▶ [PASSAGE PROVIDED]:
§ §

This flat style of reflexivity has specific qualities and effects. Most importantly, self-conscious writers at this time are more likely to direct readers to the physical and economic life of pages and print than to the constructions of genre or rhetoric. While mid-century writers tend to treat with a jaded sense of familiarity the novel or the newspaper article as conventions to which they conform, they flaunt with great energy the way these texts are produced and circulated as paper, print, and commodity. In doing so, they call attention not just to the rhetorical nature of language or discourse or genre, but to the material and social reality that supports these conventions: to pages, ink, fonts, imprints, editions, sales figures, booksellers, readers, reviewers, libraries, and to authors’ working conditions, contracts, wages, physical exertion, and exploitation.
Thomas Keymer identifies the most innovative feature shared by novelists in the 1750s as
their tendency to push a literary self-consciousness inherited from Fielding into a more directly practical self-consciousness about the mechanisms and institutions of print-culture; specifically, about the relationship between authorial production and its materialization as a printed object, and about the over-determination of both by the forces of literary commodification, consumer fashion, and regulatory reviewing.9
What Keymer calls these writers’ “practical self-consciousness” can also be termed their consciousness of mediation. Mediation describes, first of all, the material aspects of writing that “form” and “discourse” leave out of literary analysis. While discussions of a text’s self-consciousness have traditionally referred to the way Pope, for instance, deploys the beauty and symmetry of his own couplets in making a case for social order, talking about these couplets’ consciousness of mediation would involve taking account of Pope’s signposting at the level of discourse his poem’s neat physicality as print and paper. When Hume and Beattie direct readers to think about the pages in their hands, or Mackenzie presents his poems as property that may get carried, lost, and reclaimed on a deserted beach, these authors are displaying consciousness of their work’s mediation. Although many texts invoke ink on paper as the primary scene of composition, most references to mediation in the eighteenth century point, as “Powers of the Pen” and Columella illustrate, to the technology of print and the reception of its product. They invite readers to think about the long journey that brings a published text to hand, imagining impressions made by the printer on the page; the way pages are bound, or unbound; and the way books and papers are advertised, consumed, and, in possible futures, surfeited and recycled.

§ §

▶ [EXCERPTED RECORDS]:
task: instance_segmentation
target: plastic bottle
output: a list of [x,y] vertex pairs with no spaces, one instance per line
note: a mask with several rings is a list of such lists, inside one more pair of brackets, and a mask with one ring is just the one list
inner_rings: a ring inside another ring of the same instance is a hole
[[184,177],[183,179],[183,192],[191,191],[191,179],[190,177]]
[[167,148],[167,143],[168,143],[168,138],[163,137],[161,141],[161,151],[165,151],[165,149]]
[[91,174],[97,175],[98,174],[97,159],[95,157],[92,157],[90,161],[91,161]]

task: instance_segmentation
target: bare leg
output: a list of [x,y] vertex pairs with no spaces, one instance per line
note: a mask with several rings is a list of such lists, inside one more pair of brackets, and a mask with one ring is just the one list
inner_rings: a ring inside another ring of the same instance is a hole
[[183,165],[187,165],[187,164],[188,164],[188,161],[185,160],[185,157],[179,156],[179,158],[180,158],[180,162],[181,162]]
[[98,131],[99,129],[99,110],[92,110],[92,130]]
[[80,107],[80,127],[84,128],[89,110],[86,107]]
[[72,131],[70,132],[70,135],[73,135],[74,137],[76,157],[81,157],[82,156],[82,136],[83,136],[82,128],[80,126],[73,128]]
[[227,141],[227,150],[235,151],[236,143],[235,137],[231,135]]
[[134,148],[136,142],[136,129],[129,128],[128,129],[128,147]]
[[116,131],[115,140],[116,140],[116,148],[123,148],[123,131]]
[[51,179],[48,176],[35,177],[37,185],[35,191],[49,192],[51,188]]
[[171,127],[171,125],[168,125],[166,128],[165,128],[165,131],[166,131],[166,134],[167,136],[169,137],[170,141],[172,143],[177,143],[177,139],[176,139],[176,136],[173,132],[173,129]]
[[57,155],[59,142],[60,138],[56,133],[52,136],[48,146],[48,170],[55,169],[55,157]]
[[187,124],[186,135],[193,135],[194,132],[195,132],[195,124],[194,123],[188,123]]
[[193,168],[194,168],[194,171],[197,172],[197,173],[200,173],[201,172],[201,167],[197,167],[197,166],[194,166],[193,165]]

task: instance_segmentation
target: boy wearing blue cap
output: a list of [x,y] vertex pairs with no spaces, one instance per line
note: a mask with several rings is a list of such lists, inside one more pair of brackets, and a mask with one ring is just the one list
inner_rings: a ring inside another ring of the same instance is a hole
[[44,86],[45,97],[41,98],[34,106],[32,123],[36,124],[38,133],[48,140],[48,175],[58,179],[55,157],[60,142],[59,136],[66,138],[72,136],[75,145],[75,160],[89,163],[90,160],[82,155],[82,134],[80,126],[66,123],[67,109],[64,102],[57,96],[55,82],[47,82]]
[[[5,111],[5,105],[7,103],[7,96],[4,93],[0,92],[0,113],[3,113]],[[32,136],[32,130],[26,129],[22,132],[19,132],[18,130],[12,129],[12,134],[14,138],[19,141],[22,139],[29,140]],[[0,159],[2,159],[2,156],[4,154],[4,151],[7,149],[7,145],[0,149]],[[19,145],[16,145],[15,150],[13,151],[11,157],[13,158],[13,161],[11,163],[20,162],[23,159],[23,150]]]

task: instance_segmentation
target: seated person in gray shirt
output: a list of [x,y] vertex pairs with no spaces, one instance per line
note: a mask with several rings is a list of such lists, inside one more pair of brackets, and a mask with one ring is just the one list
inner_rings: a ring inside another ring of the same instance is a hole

§ §

▶ [STATED PROBLEM]: Transcribe verbatim the portion of the passage on print and mediation that runs from "This flat style" up to and including "exertion, and exploitation.".

▶ [SOLUTION FOR THIS EXERCISE]:
This flat style of reflexivity has specific qualities and effects. Most importantly, self-conscious writers at this time are more likely to direct readers to the physical and economic life of pages and print than to the constructions of genre or rhetoric. While mid-century writers tend to treat with a jaded sense of familiarity the novel or the newspaper article as conventions to which they conform, they flaunt with great energy the way these texts are produced and circulated as paper, print, and commodity. In doing so, they call attention not just to the rhetorical nature of language or discourse or genre, but to the material and social reality that supports these conventions: to pages, ink, fonts, imprints, editions, sales figures, booksellers, readers, reviewers, libraries, and to authors’ working conditions, contracts, wages, physical exertion, and exploitation.